*What to work on*
a) Reproduce the passage of the comment thread between "Thank you for" and "attracted me to you.", inclusive.
b) Based on the comment thread, answer yes or no for each statement and quote the words that decide it: (i) The novel about pregnancy was deliberately reworked into a commentary on personal autonomy. (ii) One commenter wrote a humorous piece about pro wrestling. (iii) One commenter believes that everyone is curious.
c) In the comment thread, why did the novel about a woman's pregnancy become a speculative commentary on personal autonomy and obligations to society? Answer in one to three sentences.

*Article*
━━━━━━━━━━
Thank you for writing this. We need honesty now more than ever. And, honestly, I have been using my writing to escape from the current fraught political environment. I try to do what I can when it comes to activism, but writing has been a sort of holy and safe space. Thanks again. I appreciate your posts.
There's nothing wrong with choosing your own writing platform and sticking with it. If opinions and advocacy aren't for you as a writer, then you must go on doing what you're doing. This is mainly for those who have doubts. I thought it was time to talk about it.
I know you from your political writing, and your unapologetic liberalism is one thing that attracted me to you.
I don’t believe it serves us well to ignore politics. The only reason not to talk about politics or religion is because we are incurious beings who wish not to have our worldviews threatened or wish not to threaten those of other incurious beings. If we can approach each other with curiosity and a desire to understand instead of a desire to change someone and/or a sense that ours is only the right answer, we can talk about politics or religion and still maintain our friendships. But that assumes everyone is curious like me, and unfortunately they’re not.
As a writer, my writing has transitioned from being mostly about myself to being about people who identify with me in some way, and my intended audience has expanded as the impact of what I have to say has increased. My novel that was about a woman wanting to know what was going on in her body during pregnancy has turned into a speculative commentary of personal autonomy and our obligations to society. It wasn’t conscious, just a natural consequence of expanding my worldview and looking outward and inward - being published does a book no good, after all, if it only appeals to the author.
It always feels really trivial to me to write about celebrity scandals and ultra rich crypto investors and made-up island romances when our world is collapsing around us. So I guess writers can write what they write - the less consequential it is to our time and place, the less likely I am to want to read it.
"The only reason not to talk about politics or religion is because we are incurious beings who wish not to have our worldviews threatened or wish not to threaten those of other incurious beings. If we can approach each other with curiosity and a desire to understand instead of a desire to change someone and/or a sense that ours is only the right answer, we can talk about politics or religion and still maintain our friendships."
This is it almost exactly. Assuming we're talking to someone who also sees they don't have all the answers. I think those conversations are the most productive. And the rarest.
The idea that people can just ignore politics is ludicrous. Everything is political. Pretending to be apolitical is political too.
I try to be funny with my writing, but there's no way I could pretend current events don't influence how I think about the world. When I'm doing a satire piece it tends to be overtly political. But even if I'm writing something more generally humorous - like I did today about pro wrestling - it's impossible not to find parallels with our current economic and political landscape.
Bottom line: if people want to put their head in the sand, that's on them. Write on, Ramona.
I do know people who can ignore politics without a single thought about their place in our society and what has to happen to make it function. They 're takers instead of givers. Instead of helping to make it work they demand that other people make it work. And of course they're never satisfied. Hence the need to try someone new--especially a maverick who knows nothing about governing but is better at complaining than they are.
━━━━━━━━━━
*Extracted data*
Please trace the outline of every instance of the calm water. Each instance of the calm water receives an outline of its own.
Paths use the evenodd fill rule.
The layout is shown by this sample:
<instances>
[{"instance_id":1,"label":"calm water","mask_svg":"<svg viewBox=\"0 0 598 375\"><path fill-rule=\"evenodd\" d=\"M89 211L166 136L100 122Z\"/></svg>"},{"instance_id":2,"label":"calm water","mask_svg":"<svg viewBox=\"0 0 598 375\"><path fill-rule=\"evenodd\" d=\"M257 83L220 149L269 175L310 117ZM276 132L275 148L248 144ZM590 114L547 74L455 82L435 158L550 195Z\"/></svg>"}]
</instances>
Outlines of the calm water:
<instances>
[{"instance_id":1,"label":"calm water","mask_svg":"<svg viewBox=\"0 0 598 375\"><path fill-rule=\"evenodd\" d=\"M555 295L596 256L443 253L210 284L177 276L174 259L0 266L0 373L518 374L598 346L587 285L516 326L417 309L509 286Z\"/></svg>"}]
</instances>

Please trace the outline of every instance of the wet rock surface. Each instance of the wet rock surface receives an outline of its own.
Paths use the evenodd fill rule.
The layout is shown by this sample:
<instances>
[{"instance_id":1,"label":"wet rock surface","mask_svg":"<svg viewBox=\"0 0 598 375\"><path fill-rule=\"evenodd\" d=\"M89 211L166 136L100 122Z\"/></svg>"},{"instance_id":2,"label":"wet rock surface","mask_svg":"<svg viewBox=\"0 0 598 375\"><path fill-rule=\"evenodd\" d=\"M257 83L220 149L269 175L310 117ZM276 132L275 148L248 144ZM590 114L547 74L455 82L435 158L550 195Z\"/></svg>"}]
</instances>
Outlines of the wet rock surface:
━━━━━━━━━━
*Answers for the tasks*
a)
Thank you for writing this. We need honesty now more than ever. And, honestly, I have been using my writing to escape from the current fraught political environment. I try to do what I can when it comes to activism, but writing has been a sort of holy and safe space. Thanks again. I appreciate your posts.
There's nothing wrong with choosing your own writing platform and sticking with it. If opinions and advocacy aren't for you as a writer, then you must go on doing what you're doing. This is mainly for those who have doubts. I thought it was time to talk about it.
I know you from your political writing, and your unapologetic liberalism is one thing that attracted me to you.

b)
(i) No: "It wasn’t conscious"
(ii) Yes: "like I did today about pro wrestling"
(iii) No: "But that assumes everyone is curious like me, and unfortunately they’re not."

c) The change was not conscious. It came naturally as the writer expanded their worldview and looked both outward and inward. The writer adds that being published does a book no good if it only appeals to the author.